How to train a model without test set?
Hello,
Is there a way to build a model without using a test set? To train a model, it asks for a split of the dataset which is seemingly mandatory. As highlighted in the screenshot below, in the Policy, there is no option of turning off the testing stage or discarding the split. I tried to "trick"
Therefore, I am asking is there a way of avoiding this step, to just fit the given data? E.g. Imagine that I want to build a simple linear regression model with 100 samples and I don't want to validate or test it. I just want DSS to fit a line basing on my 100 samples. It is like using .fit() function in programming languages to fit the data.
Answers
-
CoreyS Dataiker Alumni, Dataiku DSS Core Designer, Dataiku DSS Core Concepts, Registered Posts: 1,150 ✭✭✭✭✭✭✭✭✭
Hi, @shahriyar
! Can you provide any further details on the thread to assist users in helping you find a solution (insert examples like DSS version etc.) Also, can you let us know if you’ve tried any fixes already?This should lead to a quicker response from the community. -
Hi, @CoreyS
. Thanks for the clarification, I updated the question accordingly. -
Tanguy Dataiku DSS Core Designer, Dataiku DSS & SQL, Dataiku DSS ML Practitioner, Dataiku DSS Core Concepts, Neuron, Dataiku DSS Adv Designer, Registered, Dataiku DSS Developer, Neuron 2023 Posts: 114 Neuron
+1 for the OP question.
This feature is very much needed : (re-)train the model on the entire dataset / without holding any data outside of the training process.
It seems to be currently impossible to do that using the "train" object in the flow (which imposes a strategy to split the data into train/test set). -
Hi @tanguy
,
This feature is available in the training recipe:
Once the model is deployed in the flow, you can choose to retrain it using 100% of the training data !

Given instruction: List every username that appears after an @ sign in the forum thread about training a model without a test set.

Data lines:
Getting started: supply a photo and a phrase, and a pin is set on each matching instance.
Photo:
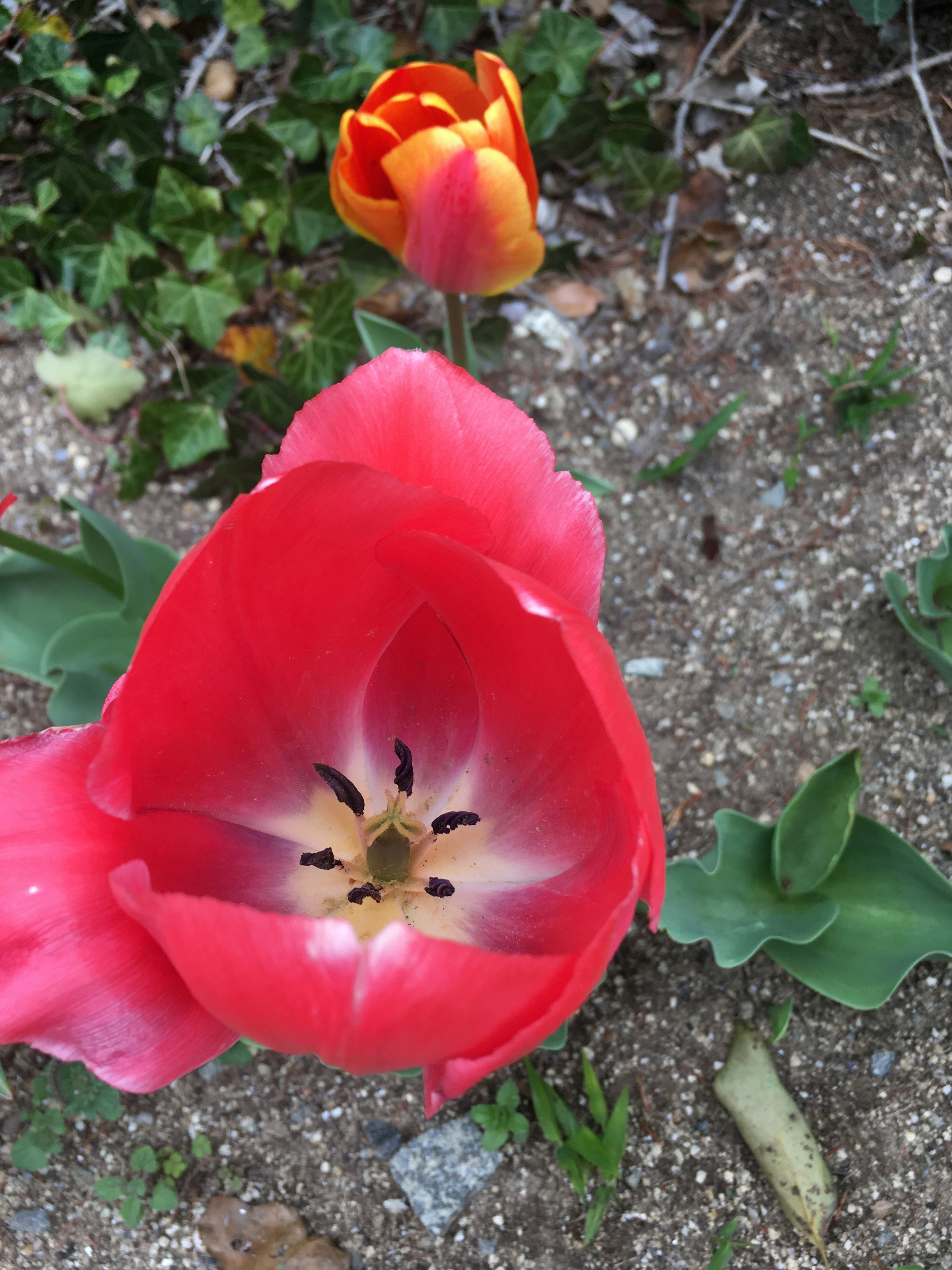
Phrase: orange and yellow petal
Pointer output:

Solution below: @shahriyar, @CoreyS, @tanguy